• _Task to carry out_: Can you quote exactly the stretch of lines from the one with "Each instance of the muskrat's mouth" through the final line of the material, both ends included?

[start]

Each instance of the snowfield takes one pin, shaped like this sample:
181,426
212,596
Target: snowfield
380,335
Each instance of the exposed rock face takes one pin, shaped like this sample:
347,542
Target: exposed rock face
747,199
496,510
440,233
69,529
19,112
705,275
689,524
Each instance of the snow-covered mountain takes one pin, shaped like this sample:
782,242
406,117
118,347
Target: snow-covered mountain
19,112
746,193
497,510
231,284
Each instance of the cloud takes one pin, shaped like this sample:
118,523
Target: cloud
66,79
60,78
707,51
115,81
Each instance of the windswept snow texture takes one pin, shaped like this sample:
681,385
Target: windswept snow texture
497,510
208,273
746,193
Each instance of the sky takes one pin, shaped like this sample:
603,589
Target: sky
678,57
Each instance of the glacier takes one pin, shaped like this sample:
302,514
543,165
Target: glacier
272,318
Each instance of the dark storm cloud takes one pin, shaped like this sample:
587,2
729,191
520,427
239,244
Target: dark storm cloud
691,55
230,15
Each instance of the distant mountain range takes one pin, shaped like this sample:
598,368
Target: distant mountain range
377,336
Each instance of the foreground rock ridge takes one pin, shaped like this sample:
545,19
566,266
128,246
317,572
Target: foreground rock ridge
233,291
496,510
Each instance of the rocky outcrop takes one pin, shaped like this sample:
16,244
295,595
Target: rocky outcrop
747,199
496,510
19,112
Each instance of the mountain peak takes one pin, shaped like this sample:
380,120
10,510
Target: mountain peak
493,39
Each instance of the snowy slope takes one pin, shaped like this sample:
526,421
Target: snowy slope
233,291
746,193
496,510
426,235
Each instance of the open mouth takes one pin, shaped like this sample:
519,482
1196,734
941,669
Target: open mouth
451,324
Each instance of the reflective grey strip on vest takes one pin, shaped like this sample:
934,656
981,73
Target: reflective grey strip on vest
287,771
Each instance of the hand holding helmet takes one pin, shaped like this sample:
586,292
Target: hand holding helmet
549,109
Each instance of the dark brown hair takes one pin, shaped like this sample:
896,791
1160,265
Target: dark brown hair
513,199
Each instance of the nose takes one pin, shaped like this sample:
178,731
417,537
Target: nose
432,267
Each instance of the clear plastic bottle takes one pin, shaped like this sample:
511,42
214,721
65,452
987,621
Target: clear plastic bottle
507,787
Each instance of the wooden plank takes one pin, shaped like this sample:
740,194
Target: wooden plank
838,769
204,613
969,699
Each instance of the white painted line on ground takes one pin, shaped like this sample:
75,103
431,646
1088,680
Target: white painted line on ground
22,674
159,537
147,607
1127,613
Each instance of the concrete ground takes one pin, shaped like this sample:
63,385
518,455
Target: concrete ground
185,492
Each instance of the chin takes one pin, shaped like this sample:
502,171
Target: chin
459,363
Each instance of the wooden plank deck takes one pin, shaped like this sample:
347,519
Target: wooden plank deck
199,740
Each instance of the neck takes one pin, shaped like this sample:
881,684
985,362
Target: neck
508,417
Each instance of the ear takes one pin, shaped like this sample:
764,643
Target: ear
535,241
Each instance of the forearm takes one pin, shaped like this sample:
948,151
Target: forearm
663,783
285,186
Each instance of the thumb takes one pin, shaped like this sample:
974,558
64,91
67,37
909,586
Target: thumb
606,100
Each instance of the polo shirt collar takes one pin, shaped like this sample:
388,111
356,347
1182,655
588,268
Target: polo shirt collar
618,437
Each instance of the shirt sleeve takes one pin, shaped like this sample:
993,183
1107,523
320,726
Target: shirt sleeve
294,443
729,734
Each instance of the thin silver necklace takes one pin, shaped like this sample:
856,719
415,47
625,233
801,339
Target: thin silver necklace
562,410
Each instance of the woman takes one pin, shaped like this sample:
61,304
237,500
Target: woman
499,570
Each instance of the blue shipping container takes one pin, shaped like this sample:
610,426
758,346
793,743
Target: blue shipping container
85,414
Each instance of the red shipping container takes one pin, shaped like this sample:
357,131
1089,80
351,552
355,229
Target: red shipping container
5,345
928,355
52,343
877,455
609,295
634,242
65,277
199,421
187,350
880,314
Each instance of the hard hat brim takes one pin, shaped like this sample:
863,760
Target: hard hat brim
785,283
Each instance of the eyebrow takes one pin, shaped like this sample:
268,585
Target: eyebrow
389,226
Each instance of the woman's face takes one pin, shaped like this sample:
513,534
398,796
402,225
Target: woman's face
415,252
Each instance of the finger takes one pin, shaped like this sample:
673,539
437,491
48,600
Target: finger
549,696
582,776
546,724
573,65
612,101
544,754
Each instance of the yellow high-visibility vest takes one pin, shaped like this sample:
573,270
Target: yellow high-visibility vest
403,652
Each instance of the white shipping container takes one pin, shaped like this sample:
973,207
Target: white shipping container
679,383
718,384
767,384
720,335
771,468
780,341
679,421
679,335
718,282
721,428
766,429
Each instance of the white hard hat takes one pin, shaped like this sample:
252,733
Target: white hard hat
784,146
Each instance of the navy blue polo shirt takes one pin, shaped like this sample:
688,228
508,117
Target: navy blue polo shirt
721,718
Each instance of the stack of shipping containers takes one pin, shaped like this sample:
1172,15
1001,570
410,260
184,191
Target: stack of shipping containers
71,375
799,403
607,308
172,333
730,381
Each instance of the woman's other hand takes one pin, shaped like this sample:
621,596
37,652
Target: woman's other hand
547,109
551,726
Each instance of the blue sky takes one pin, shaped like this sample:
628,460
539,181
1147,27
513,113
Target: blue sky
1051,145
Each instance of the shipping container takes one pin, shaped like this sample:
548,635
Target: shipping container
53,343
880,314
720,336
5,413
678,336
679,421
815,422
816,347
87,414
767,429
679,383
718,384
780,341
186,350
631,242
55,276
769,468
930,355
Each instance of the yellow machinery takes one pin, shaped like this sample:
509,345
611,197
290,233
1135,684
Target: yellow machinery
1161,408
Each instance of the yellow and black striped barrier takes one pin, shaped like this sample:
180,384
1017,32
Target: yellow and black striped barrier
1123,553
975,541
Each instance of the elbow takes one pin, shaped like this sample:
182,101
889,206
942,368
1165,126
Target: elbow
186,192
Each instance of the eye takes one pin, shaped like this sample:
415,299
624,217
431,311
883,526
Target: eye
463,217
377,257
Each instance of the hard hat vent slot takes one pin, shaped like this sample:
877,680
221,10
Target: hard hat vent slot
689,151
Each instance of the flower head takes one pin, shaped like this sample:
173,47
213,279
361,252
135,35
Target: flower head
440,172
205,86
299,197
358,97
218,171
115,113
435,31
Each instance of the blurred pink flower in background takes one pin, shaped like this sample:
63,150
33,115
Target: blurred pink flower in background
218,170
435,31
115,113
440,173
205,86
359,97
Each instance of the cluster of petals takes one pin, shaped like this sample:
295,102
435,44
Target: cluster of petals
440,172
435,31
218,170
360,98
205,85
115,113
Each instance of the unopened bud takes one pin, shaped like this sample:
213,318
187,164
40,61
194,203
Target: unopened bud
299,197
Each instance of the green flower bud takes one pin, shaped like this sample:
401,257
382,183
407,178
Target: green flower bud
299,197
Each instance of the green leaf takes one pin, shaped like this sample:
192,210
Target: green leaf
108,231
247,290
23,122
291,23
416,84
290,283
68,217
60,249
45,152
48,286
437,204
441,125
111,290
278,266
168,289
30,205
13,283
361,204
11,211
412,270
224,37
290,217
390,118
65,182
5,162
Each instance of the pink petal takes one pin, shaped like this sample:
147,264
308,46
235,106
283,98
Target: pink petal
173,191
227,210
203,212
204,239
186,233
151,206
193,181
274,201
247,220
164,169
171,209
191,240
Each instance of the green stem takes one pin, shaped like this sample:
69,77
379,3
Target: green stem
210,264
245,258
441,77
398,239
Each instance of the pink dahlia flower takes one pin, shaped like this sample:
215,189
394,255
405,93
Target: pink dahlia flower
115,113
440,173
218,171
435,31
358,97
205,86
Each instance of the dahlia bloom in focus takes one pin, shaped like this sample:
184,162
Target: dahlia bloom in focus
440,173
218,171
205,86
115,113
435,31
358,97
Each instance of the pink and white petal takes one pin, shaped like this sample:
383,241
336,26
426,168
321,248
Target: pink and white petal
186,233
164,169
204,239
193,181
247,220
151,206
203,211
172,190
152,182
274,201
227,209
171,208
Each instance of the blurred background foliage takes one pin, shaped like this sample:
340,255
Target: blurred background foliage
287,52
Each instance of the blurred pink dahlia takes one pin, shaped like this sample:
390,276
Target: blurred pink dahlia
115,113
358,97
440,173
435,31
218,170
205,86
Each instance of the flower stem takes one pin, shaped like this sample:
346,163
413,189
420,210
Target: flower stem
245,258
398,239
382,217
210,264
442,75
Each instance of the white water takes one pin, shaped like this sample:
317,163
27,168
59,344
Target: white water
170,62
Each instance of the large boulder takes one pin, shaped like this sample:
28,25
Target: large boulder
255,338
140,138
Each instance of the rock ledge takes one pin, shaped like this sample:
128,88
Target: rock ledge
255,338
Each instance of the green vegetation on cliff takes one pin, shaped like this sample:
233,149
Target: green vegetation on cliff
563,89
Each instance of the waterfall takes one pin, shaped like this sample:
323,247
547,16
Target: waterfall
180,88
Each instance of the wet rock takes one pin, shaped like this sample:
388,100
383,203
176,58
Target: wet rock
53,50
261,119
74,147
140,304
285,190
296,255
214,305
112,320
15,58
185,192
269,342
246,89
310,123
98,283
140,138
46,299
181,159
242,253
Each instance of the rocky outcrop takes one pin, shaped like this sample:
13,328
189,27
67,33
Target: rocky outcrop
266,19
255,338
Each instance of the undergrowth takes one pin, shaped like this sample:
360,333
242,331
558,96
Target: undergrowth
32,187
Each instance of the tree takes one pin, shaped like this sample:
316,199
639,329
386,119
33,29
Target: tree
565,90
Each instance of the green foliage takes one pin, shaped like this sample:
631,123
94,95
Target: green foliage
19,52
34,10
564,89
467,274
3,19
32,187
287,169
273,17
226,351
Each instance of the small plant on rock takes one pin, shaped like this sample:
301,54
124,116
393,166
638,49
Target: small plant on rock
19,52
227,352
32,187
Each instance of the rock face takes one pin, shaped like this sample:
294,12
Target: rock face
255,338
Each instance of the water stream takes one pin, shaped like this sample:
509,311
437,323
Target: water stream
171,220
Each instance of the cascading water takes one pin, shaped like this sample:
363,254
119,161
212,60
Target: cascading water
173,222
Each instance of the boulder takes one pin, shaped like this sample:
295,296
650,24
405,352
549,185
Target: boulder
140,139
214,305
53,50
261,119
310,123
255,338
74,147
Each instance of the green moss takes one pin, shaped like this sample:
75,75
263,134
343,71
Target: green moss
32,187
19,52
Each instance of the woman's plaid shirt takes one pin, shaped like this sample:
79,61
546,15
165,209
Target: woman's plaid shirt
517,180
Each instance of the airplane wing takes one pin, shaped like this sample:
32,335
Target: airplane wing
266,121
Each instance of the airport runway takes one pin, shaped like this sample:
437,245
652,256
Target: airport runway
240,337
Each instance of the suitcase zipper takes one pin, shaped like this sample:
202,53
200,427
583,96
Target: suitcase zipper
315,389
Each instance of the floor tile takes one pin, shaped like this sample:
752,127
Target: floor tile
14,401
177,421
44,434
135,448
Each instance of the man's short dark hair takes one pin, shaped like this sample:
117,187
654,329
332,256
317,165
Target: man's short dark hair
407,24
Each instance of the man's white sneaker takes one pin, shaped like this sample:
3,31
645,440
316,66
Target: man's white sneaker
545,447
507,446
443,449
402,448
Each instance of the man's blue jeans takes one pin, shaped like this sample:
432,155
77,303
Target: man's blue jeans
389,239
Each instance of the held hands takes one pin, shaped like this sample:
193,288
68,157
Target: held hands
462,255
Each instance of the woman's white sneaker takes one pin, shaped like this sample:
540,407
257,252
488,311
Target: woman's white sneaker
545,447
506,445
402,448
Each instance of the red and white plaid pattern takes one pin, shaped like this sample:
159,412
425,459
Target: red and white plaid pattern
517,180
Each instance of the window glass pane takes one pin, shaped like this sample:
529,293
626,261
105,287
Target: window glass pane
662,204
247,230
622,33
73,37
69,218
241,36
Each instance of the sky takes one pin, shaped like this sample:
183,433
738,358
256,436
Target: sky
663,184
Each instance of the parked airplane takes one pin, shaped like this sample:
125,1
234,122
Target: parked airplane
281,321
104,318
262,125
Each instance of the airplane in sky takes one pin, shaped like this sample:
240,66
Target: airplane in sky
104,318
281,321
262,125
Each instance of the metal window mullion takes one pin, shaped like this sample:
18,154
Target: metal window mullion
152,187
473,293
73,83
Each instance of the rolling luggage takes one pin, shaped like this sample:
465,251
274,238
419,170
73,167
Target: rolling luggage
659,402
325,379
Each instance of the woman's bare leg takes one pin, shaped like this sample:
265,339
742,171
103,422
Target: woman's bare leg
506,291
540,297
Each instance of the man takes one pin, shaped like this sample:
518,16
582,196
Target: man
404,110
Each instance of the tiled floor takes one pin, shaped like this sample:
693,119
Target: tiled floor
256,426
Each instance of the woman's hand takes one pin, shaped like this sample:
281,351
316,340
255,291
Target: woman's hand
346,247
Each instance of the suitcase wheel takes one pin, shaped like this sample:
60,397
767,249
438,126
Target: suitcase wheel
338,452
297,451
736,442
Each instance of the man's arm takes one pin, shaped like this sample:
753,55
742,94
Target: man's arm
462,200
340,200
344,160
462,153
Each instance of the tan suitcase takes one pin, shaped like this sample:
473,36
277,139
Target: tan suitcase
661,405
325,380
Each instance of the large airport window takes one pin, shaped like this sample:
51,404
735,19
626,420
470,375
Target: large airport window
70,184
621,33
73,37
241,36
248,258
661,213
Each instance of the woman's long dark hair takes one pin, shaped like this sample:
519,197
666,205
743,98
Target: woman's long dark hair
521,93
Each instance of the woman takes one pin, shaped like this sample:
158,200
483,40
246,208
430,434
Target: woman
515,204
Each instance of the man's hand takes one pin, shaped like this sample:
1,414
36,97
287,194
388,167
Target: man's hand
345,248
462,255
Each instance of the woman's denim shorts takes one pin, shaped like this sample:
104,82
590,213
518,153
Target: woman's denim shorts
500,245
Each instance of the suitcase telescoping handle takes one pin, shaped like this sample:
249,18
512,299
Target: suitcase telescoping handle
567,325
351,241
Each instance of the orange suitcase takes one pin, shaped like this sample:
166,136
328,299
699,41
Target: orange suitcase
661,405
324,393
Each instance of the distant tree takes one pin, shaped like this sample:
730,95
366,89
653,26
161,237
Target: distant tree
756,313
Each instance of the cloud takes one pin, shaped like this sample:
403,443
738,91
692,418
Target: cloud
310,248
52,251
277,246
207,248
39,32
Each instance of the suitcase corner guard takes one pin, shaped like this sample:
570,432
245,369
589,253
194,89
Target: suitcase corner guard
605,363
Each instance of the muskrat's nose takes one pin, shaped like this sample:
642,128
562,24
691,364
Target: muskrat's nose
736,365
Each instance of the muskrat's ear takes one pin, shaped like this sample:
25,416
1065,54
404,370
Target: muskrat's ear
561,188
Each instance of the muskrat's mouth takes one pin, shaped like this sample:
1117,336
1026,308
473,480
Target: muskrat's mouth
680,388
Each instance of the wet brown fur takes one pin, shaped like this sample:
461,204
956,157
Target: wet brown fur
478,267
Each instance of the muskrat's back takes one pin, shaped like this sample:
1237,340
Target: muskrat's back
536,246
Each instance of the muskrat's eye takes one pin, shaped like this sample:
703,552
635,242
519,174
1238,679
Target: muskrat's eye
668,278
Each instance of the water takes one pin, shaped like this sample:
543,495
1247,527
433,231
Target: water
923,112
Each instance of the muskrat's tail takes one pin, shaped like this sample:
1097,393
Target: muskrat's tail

[end]

• _Result of this exercise_:
Each instance of the muskrat's mouth takes one pin, shaped like this sample:
1117,336
1026,308
473,480
Target: muskrat's mouth
680,388
Each instance of the wet brown fur takes one pin, shaped like this sample:
461,204
956,157
Target: wet brown fur
478,267
Each instance of the muskrat's back takes one pin, shaped like this sample:
1237,340
Target: muskrat's back
536,246
Each instance of the muskrat's eye takes one pin, shaped like this sample:
703,552
635,242
519,174
1238,679
Target: muskrat's eye
668,278
Each instance of the water takes one pin, shaped like this sample:
543,495
1247,527
433,231
Target: water
923,112
Each instance of the muskrat's tail takes one pin, shaped like this sample:
1097,393
Target: muskrat's tail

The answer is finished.